» Materials provided
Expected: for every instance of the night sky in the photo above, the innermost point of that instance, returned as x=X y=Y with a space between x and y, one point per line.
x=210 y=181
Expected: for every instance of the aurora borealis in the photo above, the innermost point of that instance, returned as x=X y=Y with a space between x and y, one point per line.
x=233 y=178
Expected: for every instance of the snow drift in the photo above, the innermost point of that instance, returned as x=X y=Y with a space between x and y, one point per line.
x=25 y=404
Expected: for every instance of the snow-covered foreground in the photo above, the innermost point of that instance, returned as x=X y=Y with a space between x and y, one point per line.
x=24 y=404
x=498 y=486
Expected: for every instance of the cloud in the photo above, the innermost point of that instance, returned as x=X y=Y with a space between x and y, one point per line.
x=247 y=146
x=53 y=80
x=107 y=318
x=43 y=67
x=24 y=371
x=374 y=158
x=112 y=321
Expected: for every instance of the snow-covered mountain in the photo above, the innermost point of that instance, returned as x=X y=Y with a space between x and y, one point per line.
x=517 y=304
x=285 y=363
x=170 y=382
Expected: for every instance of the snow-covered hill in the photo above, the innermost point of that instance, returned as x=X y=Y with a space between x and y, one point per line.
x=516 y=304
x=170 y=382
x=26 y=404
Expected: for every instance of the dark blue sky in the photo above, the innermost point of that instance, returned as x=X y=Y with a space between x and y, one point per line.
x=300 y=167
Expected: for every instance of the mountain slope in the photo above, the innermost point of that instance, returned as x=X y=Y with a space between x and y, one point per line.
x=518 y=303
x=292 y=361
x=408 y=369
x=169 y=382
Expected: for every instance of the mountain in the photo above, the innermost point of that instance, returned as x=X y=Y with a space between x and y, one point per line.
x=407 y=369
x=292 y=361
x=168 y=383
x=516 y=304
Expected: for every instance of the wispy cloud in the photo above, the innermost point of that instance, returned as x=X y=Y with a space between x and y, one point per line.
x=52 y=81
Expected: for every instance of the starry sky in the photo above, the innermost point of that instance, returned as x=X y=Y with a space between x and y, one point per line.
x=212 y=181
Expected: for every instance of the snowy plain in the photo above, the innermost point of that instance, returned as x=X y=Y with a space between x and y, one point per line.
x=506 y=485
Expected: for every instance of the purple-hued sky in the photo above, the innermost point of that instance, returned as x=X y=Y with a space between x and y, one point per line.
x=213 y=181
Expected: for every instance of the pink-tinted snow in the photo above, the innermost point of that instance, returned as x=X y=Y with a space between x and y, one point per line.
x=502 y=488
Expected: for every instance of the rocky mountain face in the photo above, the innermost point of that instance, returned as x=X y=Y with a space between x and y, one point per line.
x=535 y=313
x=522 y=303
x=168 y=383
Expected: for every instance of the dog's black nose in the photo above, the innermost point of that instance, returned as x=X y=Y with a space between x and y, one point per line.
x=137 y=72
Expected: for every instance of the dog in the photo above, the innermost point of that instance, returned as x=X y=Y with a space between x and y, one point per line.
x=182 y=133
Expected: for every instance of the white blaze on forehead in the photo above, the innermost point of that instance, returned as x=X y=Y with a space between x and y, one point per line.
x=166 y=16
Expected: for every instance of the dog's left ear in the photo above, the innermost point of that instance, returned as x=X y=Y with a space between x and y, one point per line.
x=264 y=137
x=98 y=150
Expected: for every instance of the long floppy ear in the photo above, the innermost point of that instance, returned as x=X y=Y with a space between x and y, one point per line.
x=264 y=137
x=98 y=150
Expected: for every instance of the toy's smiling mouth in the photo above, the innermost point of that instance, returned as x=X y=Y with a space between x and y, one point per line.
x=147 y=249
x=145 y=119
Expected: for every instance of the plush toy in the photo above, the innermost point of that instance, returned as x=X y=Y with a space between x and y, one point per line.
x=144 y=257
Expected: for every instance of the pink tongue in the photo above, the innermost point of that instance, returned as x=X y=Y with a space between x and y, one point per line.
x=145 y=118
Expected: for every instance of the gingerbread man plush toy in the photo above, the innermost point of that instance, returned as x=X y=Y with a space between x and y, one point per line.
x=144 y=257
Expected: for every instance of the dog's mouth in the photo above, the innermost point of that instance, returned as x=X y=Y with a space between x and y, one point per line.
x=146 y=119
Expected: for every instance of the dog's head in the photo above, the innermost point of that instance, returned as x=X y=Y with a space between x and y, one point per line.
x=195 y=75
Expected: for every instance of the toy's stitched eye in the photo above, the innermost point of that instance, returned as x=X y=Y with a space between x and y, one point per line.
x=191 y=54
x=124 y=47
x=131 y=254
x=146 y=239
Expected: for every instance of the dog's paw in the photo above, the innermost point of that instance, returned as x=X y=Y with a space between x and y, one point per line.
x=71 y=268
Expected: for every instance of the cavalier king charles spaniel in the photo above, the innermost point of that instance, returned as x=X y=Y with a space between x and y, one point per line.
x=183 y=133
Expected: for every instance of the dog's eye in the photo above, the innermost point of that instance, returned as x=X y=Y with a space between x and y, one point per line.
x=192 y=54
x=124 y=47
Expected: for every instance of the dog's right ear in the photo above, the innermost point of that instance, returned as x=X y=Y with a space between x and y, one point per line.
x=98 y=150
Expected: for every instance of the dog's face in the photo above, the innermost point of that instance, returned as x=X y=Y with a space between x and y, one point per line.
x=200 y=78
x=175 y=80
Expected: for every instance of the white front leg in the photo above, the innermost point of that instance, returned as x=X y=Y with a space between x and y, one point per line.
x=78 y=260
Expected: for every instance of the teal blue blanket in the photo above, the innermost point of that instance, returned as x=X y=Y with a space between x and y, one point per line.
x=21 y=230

» Task prompt
Copy out every record above once more, precisely as written.

» Reply
Expected: for every instance of the night sky in the photo above, the innermost point of that instance, returned as x=X y=Y with a space between x and y, one point per line.
x=210 y=181
Expected: for every instance of the aurora borealis in the photo above, the innermost point of that instance, returned as x=X y=Y with a space between x and y, one point per line.
x=233 y=178
Expected: for every instance of the snow drift in the photo above, the innermost point of that instance, returned as x=X y=Y with a space between x and y, one point per line.
x=25 y=404
Expected: for every instance of the snow-covered foreground in the photo above, the innermost point of that instance, returned as x=X y=Y with a space between x and y, one point per line.
x=24 y=404
x=498 y=486
Expected: for every instance of the cloud in the photo above, the innermost point of that instance, returned as x=X y=Y with a space between x and y, one point per line.
x=247 y=146
x=53 y=80
x=107 y=318
x=43 y=67
x=24 y=371
x=374 y=158
x=112 y=321
Expected: for every instance of the snow-covered mountain in the photo above, the innermost point of that instance, returned as x=X y=Y with a space between x and y, one point per line.
x=517 y=304
x=285 y=363
x=170 y=382
Expected: for every instance of the snow-covered hill in the photo above, the innermost point of that instance, returned as x=X y=Y with a space between x and y, one point per line.
x=516 y=304
x=170 y=382
x=26 y=404
Expected: for every instance of the dark blue sky in the photo above, the innermost point of that instance, returned as x=X y=Y with a space between x and y, one point per line.
x=300 y=167
Expected: for every instance of the mountain slope in the photo above, the innermost point of that instance, returned as x=X y=Y with a space between x and y, one point per line.
x=518 y=303
x=292 y=361
x=408 y=369
x=169 y=382
Expected: for every instance of the mountain in the photo above, the innermost point of that instance, returned as x=X y=Y with a space between x and y, one point per line.
x=407 y=369
x=292 y=361
x=168 y=383
x=516 y=304
Expected: for every instance of the wispy cloud in the photo above, the innermost point of that instance, returned as x=X y=Y with a space between x and y, one point per line.
x=52 y=81
Expected: for every instance of the starry sky in the photo above, the innermost point of that instance, returned as x=X y=Y with a space between x and y, one point per line.
x=212 y=181
Expected: for every instance of the snowy plain in the photo above, the innermost point of that instance, returned as x=X y=Y with a space between x and y, one point per line.
x=506 y=485
Expected: for every instance of the purple-hued sky in the photo above, the innermost point of that instance, returned as x=X y=Y with a space between x and y, one point per line.
x=213 y=181
Expected: for every instance of the pink-tinted snow in the photo above, the innermost point of that instance, returned as x=X y=Y with a space between x and y, one point per line.
x=502 y=488
Expected: for every instance of the rocky mountain face in the photo above, the innermost point of that instance, returned as x=X y=Y with a space between x and y, one point per line.
x=535 y=313
x=522 y=303
x=168 y=383
Expected: for every instance of the dog's black nose in the photo above, the innermost point of that instance, returned as x=X y=Y with a space between x and y, one point per line.
x=137 y=72
Expected: for every instance of the dog in the photo above, the innermost point of that instance, returned as x=X y=Y with a space between x and y, one point per line.
x=182 y=133
Expected: for every instance of the white blaze on forehead in the photo above, the innermost point of that instance, returned as x=X y=Y with a space between x and y, one point per line.
x=166 y=16
Expected: for every instance of the dog's left ear in the photo above, the innermost point of that instance, returned as x=X y=Y with a space between x and y, one point per line.
x=264 y=137
x=98 y=150
Expected: for every instance of the long floppy ear in the photo above, the innermost point of that instance, returned as x=X y=Y with a space between x and y, one point per line.
x=264 y=137
x=98 y=150
Expected: for every instance of the toy's smiling mouth in the photo above, the innermost point of that instance, returned as x=X y=Y with a space between x and y, one point per line.
x=147 y=249
x=145 y=119
Expected: for every instance of the plush toy in the photo above, the innermost point of that instance, returned as x=X y=Y with a space between x and y, one point per line.
x=144 y=257
Expected: for every instance of the pink tongue in the photo above, the innermost point of that instance, returned as x=X y=Y with a space between x and y, one point per line.
x=145 y=118
Expected: for every instance of the gingerbread man plush toy in the photo above, the innermost point of that instance, returned as x=X y=Y with a space between x and y, one point per line.
x=144 y=257
Expected: for every instance of the dog's mouth in the photo above, the innermost point of that instance, returned as x=X y=Y with a space between x and y, one point per line.
x=146 y=119
Expected: for every instance of the dog's head in the photo above, the innermost point of that instance, returned as x=X y=Y with a space between x and y, one point per line.
x=195 y=75
Expected: for every instance of the toy's stitched eye in the photo above, the innermost point of that instance, returned as x=X y=Y with a space between x and y, one point per line.
x=191 y=54
x=124 y=47
x=131 y=254
x=146 y=239
Expected: for every instance of the dog's paw in the photo above, the innermost point of that instance, returned as x=X y=Y with a space between x and y, one point per line.
x=71 y=268
Expected: for every instance of the cavalier king charles spaniel in the photo above, the innermost point of that instance, returned as x=X y=Y with a space between x and y, one point per line.
x=183 y=133
Expected: for every instance of the dog's eye in the photo above, the innermost point of that instance, returned as x=X y=Y with a space between x and y, one point per line.
x=192 y=54
x=124 y=47
Expected: for every instance of the dog's right ear in the photo above, the innermost point of that instance, returned as x=X y=Y with a space between x and y, one point per line.
x=98 y=150
Expected: for every instance of the dog's face in the photo above, the innermost point of that instance, returned as x=X y=Y with a space between x and y, one point per line.
x=200 y=78
x=175 y=80
Expected: for every instance of the white front leg in the photo above, the innermost point of that instance, returned as x=X y=Y with a space between x and y, one point per line.
x=78 y=260
Expected: for every instance of the teal blue blanket in the photo above, the innermost point of that instance, returned as x=X y=Y with a space between x and y, one point per line.
x=21 y=230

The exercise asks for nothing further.